# START OF Listed records

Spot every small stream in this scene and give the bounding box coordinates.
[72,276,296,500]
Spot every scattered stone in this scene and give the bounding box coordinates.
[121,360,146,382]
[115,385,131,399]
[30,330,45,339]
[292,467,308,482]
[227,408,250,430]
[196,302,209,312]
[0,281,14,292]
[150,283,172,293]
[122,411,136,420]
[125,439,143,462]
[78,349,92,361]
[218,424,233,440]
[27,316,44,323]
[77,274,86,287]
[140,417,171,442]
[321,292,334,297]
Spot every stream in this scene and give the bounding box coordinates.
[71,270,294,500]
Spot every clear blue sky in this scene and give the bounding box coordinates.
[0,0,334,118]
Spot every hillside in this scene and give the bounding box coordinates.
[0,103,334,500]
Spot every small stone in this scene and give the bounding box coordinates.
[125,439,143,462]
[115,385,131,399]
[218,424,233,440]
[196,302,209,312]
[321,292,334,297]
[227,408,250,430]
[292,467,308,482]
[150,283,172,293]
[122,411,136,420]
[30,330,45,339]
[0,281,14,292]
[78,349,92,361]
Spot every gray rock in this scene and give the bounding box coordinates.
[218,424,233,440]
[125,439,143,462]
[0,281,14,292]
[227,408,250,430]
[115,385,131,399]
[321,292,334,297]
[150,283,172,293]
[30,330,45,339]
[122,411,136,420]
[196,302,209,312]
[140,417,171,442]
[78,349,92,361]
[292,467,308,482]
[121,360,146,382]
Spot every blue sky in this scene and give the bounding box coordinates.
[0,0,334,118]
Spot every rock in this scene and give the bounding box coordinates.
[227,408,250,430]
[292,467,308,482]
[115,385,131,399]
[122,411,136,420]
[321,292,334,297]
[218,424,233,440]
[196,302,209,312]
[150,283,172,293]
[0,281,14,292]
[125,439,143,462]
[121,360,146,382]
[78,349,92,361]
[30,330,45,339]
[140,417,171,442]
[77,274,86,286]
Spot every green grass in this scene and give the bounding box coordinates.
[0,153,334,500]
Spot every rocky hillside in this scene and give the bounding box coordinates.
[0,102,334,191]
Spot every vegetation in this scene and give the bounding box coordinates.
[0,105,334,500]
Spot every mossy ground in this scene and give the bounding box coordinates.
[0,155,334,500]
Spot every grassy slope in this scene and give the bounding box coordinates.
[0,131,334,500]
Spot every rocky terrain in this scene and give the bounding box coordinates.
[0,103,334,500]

# END OF Listed records

Description of the task:
Copy out, word for word, the stretch of items from the line containing "Spot every grassy" through the end of the items, including both of those ends.

The solution:
Spot every grassy slope in this scene and give the bounding box coordinates.
[0,131,334,500]
Spot every rocky terrain in this scene and give the bounding box coordinates.
[0,103,334,500]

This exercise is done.